■ Problem set
#1 Answer these questions from the file-chunk passage.
(a) What two effects could replicating database partitions on a number of nodes have?
(b) What is the term for a Bloom filter showing that a file chunk is in a database partition when the chunk is not actually there?
(c) In the embodiment that receives a request for a list of database partitions, what does the reply message contain?
#2 Transcribe the part of the file-chunk passage starting at "One or more databases" and ending at "contained in the hash partition.".

One or more databases used for storing file chunks, according to an embodiment of the invention, could be divided into partitions. Each database partition would act as a logically independent database. Database partitions could be replicated on a number of nodes. Such replication could increase fault tolerance and decrease lookup times. A file chunk could be stored in one or more database partitions. According to some embodiments of the invention, each hash partition will contain a number of database partitions. A file chunk with a hash value related to the hash partition could be stored in one or more database partitions contained in the hash partition.

To locate a file chunk, a hash value associated with the file chunk could be calculated. The hash partition containing the hash value could be determined and a node responsible for that hash partition could be located. A lookup request could be sent to that node. The node could then determine if the requested file chunk exists in any of the database partitions within the hash partition. According to an embodiment of the invention, a filter could be applied to the hash value associated with the file chunk for each database partition to determine which database partitions could contain the file chunk.

According to some embodiments of the invention, a Bloom filter could be used to determine if a particular file chunk is in each database partition. A Bloom filter could be created for each database partition. The Bloom filters could be periodically created to capture file chunk removal. Additionally, the Bloom filters could be created as background processes. According to an embodiment of the invention, a Bloom filter could be defined by a number of hash functions. Each hash function could be applied to a particular file chunk. Locations in the filter identified by the corresponding hash values could be set to 1. A file chunk could then be determined to be in a database partition if all of the locations in the corresponding Bloom filter that are identified by the hash values related to the file chunk are set to 1. According to some embodiments, the database partitions that are identified as having the file chunk by the Bloom filters could be searched to verify that the file chunk is present. There could be a probability that a Bloom filter associated with a database partition indicates that a file chunk is contained in the database partition but that the file chunk is not actually in the database partition (i.e., a false positive). According to some embodiments of the invention, the Bloom filters could be created to give a particular bound on the probability that a false positive will occur. According to some embodiments of the invention, the Bloom filters for each of the database partitions associated with a particular hash partition could be applied to a particular file chunk at the same time (i.e., in parallel). Additionally, each Bloom filter could be stored on a number of nodes.

An embodiment of the invention is directed to locating a file chunk in a distributed database. A hash partition containing a hash of the content of the file chunk is determined. A node hosting the hash partition is determined. A list of database partitions containing the file chunk is requested from the node. A list of database partitions is received.

Another embodiment is directed to locating a file chunk in a distributed database. A request for a list of database partitions containing the file chunk is received. A number of filters is applied to a hash related to the file chunk. Each of the filters is related to a particular database partition. A list of database partitions containing the file chunk is determined based on the application of the filters. A message is sent that replies to the request. The message contains the list of database partitions containing the file chunk.

■ Data lines
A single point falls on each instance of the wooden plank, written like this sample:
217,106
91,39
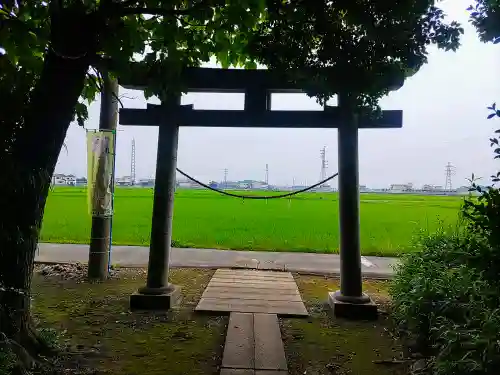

■ Task-by-task answers
#1
(a) It could increase fault tolerance and decrease lookup times.
(b) A false positive.
(c) The list of database partitions containing the file chunk.

#2
One or more databases used for storing file chunks, according to an embodiment of the invention, could be divided into partitions. Each database partition would act as a logically independent database. Database partitions could be replicated on a number of nodes. Such replication could increase fault tolerance and decrease lookup times. A file chunk could be stored in one or more database partitions. According to some embodiments of the invention, each hash partition will contain a number of database partitions. A file chunk with a hash value related to the hash partition could be stored in one or more database partitions contained in the hash partition.